## Short exercise
Reproduce the listing below word for word, from the line containing "Practice. Point out each instance of the ripe" through its last line, with both ends included. Leave out every line that comes before the one containing "Practice. Point out each instance of the ripe".

***** Material to process

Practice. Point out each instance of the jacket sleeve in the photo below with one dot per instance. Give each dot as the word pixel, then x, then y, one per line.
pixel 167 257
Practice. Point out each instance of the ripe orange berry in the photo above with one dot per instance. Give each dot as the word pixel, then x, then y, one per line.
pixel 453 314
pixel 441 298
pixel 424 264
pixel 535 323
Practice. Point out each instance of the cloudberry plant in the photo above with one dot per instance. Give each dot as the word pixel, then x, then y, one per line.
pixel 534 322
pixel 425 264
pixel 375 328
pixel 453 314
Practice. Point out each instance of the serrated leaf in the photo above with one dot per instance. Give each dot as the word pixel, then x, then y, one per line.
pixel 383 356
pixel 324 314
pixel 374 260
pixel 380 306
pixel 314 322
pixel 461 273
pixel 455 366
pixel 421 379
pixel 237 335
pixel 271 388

**********

## Response to the task
Practice. Point out each instance of the ripe orange berry in the photo above with one dot per instance. Give each dot as the word pixel, then x, then y, one per line.
pixel 453 314
pixel 441 298
pixel 424 264
pixel 535 323
Practice. Point out each instance of the cloudberry plant in the photo above with one dot per instance. Give each dot as the word pixel, then x, then y, one per line.
pixel 534 322
pixel 425 264
pixel 375 328
pixel 453 314
Practice. Point out each instance of the serrated leaf in the photo above with one dot per instance. Give each dot as the word pixel, then x, then y, one per line.
pixel 383 356
pixel 324 314
pixel 374 260
pixel 380 306
pixel 314 322
pixel 461 273
pixel 455 366
pixel 421 379
pixel 237 335
pixel 271 388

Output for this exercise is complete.